::: DATA SECTION

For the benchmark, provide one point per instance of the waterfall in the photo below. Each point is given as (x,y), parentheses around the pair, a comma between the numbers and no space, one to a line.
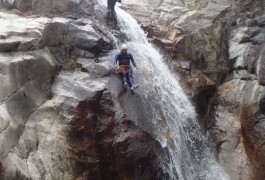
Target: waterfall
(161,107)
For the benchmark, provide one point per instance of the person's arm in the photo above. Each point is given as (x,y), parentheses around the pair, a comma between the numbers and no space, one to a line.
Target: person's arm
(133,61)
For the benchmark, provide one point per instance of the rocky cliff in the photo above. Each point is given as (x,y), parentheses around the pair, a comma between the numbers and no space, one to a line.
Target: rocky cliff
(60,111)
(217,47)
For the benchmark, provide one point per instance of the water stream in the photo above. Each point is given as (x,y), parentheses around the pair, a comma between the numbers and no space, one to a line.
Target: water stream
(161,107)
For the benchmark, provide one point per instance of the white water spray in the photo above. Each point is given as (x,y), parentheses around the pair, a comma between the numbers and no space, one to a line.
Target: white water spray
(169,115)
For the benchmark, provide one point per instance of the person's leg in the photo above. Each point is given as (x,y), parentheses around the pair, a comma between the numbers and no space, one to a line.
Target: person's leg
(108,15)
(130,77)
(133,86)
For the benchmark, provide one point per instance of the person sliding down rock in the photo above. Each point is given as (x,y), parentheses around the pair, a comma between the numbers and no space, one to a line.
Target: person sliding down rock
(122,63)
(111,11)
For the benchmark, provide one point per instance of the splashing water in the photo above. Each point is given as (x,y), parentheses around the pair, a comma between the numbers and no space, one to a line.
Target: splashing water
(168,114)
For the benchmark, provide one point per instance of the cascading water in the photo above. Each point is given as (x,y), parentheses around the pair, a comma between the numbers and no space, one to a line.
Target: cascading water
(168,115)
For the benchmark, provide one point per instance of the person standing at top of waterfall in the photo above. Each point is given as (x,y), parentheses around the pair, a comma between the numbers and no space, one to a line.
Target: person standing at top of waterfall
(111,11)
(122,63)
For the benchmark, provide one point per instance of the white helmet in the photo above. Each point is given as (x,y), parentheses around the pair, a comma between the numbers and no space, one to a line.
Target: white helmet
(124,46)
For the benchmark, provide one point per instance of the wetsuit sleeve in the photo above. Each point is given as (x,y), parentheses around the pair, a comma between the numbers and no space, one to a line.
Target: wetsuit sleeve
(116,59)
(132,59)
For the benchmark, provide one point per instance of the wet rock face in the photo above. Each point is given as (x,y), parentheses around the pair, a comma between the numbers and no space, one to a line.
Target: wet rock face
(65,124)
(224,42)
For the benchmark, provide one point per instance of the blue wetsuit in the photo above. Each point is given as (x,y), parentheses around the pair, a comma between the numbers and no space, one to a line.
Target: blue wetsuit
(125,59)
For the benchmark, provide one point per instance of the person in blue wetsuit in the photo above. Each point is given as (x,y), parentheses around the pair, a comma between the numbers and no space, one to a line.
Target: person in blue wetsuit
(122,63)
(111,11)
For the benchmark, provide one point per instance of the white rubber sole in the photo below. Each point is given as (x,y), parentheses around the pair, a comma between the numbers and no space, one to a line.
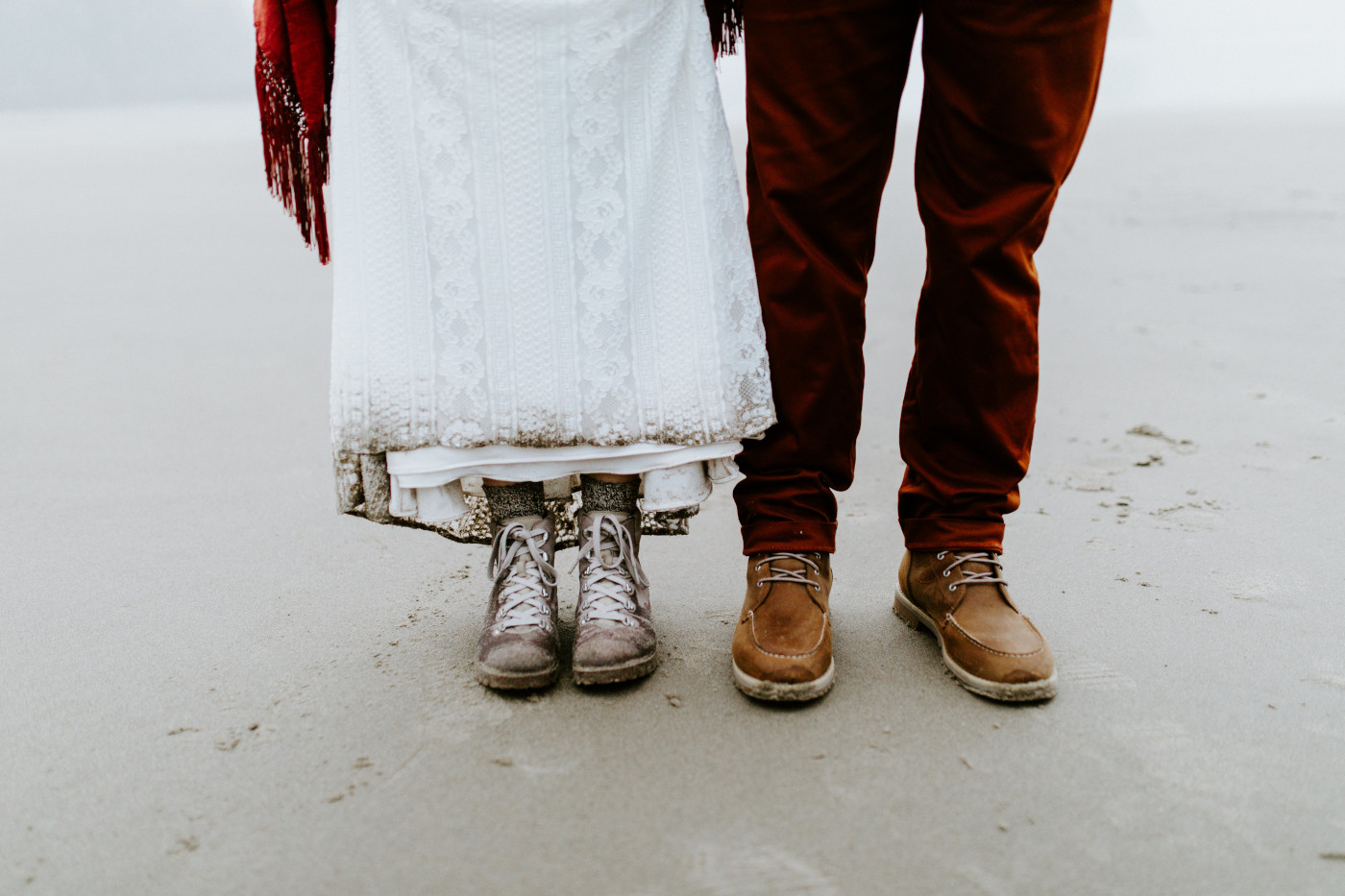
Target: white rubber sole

::::::

PROBLEM: Excluding the pictures, reproduce every entry exactly as given.

SOLVED PROBLEM:
For the benchmark, provide one point per instance of the waterfall in the photo below. Each point is given as (x,y), parentheses around the pair, a comma between the numbers and no space, one to a line.
Target: waterfall
(161,107)
For the benchmark, provide one point per instance of the person's arm in the photo above. Each point is given as (x,y), parentheses around the pair, a comma between the numbers and no space, one to a line.
Target: person's arm
(133,61)
For the benchmark, provide one point per instance of the rocky cliff in the photo above. Each point is given as (x,y), parentheses around the pair, a comma between the numbers and no space, one to a line.
Target: rocky cliff
(60,111)
(217,47)
For the benchmark, provide one point per instance of the water stream in the photo above. Each point is given as (x,y), parentheses around the pair, a comma between the numbers and no space, one to a line.
Target: water stream
(161,107)
For the benchmark, provide one point per instance of the white water spray in the photo above. Each point is given as (x,y), parentheses around the pair, a comma between the numbers and no space, one to a line.
Target: white water spray
(169,115)
For the benchmark, provide one point per instance of the person's leg in the photo above. Each point is given as (x,y), parentheses around the pair, a comma between the numbers and no space, one to a line.
Target: person's leg
(108,15)
(130,77)
(133,86)
For the benchmark, provide one point per instance of the person sliding down rock in the photo above. Each point is given as (x,y), parentheses around the pair, a comma between the numbers and no space, one to a line.
Target: person sliding down rock
(122,63)
(111,11)
For the benchmark, provide one point per instance of the splashing water in the photo above. Each point is given as (x,y), parentheses around the pair, a comma between the numbers and no space, one to a line.
Target: splashing water
(168,114)
For the benchmark, provide one point per instance of the cascading water in the photo above. Each point is given as (x,y), parentheses around the pair, a comma between the numbers and no space, one to a line.
Target: cascading water
(168,115)
For the benchmark, provide one point per instance of the person standing at top of waterfall in the photo above. Each point is given as (x,y), parentheses around the pair, a comma between the numbers and no space, one to a line.
Target: person standing at top of waterfall
(111,11)
(122,63)
For the benchmark, provide one point per instance of the white helmet in the photo above. Each point is given as (x,y), parentheses around the pair, a comma between the numbers and no space, one to a line.
Target: white helmet
(124,46)
For the benchmark, provide one point per instance of the wetsuit sleeve in the photo above. Each point is given as (x,y), parentheses around the pair, a comma between the numbers and no space, one to a line.
Target: wetsuit sleeve
(116,59)
(132,59)
For the benchmark, provide one point per instance of the wet rock face in the photo above. Each point is given as (x,y), parentheses around the pair, a comma between the numbers and no space, one to a line.
Target: wet rock face
(65,124)
(224,42)
For the benchmark, provide one point per instance of the blue wetsuit in the photo above. Each point is given as (x,y), parentheses around the pair, a comma between the numbers and no space, one to a line.
Target: blue wetsuit
(125,59)
For the benchmark, provide one point per instance of the person in blue wetsuit in the photo above. Each point is given as (x,y), parentheses around the pair, a comma between the numbers and no space, one to a line.
Target: person in blue wetsuit
(122,63)
(111,11)
For the benchmark, provide one point per instance of the white rubber sole in the photo below. Each point is given as (x,y), parentheses around the pair, a comma between the numbers and no space, one to a line.
Target: white rubber sole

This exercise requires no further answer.